_Task objective_. Can you return the listing below word for word, every line unchanged?

_Extracted material_.
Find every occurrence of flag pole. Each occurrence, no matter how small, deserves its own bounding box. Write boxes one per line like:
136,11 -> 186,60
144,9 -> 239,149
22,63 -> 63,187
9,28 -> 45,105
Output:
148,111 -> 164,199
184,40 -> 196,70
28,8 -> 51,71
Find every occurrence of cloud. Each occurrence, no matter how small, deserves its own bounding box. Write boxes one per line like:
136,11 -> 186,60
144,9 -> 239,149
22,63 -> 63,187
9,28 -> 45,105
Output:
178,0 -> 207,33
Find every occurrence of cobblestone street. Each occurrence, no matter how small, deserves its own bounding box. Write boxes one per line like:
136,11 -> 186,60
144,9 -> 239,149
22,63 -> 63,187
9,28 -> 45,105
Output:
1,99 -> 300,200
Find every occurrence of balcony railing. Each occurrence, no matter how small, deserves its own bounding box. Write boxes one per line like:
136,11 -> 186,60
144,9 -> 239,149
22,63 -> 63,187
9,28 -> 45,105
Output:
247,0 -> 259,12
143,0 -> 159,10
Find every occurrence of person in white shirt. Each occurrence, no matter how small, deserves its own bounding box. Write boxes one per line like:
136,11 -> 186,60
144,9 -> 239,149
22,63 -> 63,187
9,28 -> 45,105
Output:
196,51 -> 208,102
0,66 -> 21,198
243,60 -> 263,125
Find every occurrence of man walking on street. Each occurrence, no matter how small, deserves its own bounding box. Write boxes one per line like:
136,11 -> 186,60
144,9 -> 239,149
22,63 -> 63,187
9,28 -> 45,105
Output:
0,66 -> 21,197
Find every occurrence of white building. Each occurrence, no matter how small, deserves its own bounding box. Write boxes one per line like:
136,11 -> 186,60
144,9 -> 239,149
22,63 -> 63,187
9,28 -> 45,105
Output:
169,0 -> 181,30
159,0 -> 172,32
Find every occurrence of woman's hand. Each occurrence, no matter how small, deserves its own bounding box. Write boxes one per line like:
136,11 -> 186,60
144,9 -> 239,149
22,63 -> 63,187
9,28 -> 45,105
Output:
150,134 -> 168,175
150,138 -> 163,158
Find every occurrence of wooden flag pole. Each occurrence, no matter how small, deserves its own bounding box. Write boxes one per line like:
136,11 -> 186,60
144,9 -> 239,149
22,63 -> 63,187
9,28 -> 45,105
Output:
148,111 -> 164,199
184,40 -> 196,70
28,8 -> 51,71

_Correct answer_.
Find every occurrence of flag pole. Each occurrence, no matter how small, deserves its own bounding box. Write boxes one per line like:
136,11 -> 186,60
144,9 -> 239,149
22,63 -> 63,187
9,28 -> 45,105
Output:
148,111 -> 164,199
184,40 -> 196,70
28,8 -> 51,71
Find every occurrence of cloud. Each occurrence, no matter how small, deserves its own bounding box. Write boxes one per line like:
136,11 -> 186,60
144,9 -> 239,149
22,63 -> 63,187
9,28 -> 45,105
Output:
178,0 -> 207,33
Find every occurrence of cobblestone street. Each occurrence, no matter how small, deserves its own bounding box. Write boxes one per line like:
136,11 -> 186,60
144,9 -> 239,149
22,63 -> 63,187
9,28 -> 45,105
Output:
1,99 -> 300,200
Find every occurrence of balcony railing. Each occurrence, no matter how small, deserves its own bounding box. Write boxes one per line like:
136,11 -> 186,60
144,9 -> 239,149
22,63 -> 63,187
9,28 -> 45,105
Output:
247,0 -> 259,12
143,0 -> 159,10
Find every occurrence of person in white shirt. Each occurrence, no matter how small, deserves its own bounding box. Write boxes one per line like:
136,11 -> 186,60
144,9 -> 239,149
22,63 -> 63,187
9,28 -> 45,105
Output:
196,51 -> 208,102
0,66 -> 21,198
243,60 -> 263,125
Find every occurrence of man walking on street. Each occurrence, no matter how small, deserves its own bounding box. Write boxes one per line like:
136,11 -> 186,60
144,9 -> 239,149
22,63 -> 63,187
9,28 -> 45,105
Output:
0,66 -> 21,197
Find every occurrence of white building. Each occurrence, no matter how small, deserves its own bounding box. Write boxes one per line like:
136,11 -> 186,60
144,9 -> 239,149
22,63 -> 63,187
9,28 -> 45,105
Output:
169,0 -> 181,30
159,0 -> 172,32
Find every occurrence of woman's hand. Each occurrence, no matter how small, deserves its own bounding box. Write boxes one per line like:
136,11 -> 186,60
144,9 -> 239,149
22,63 -> 63,187
9,28 -> 45,105
Output:
150,134 -> 168,175
150,138 -> 163,158
Find every occurrence of wooden flag pole. Each occurrence, no matter how small, deserves its own bounding box. Write boxes one per line like:
136,11 -> 186,60
144,9 -> 239,149
22,63 -> 63,187
9,28 -> 45,105
Output:
148,111 -> 164,199
184,40 -> 196,70
28,8 -> 51,71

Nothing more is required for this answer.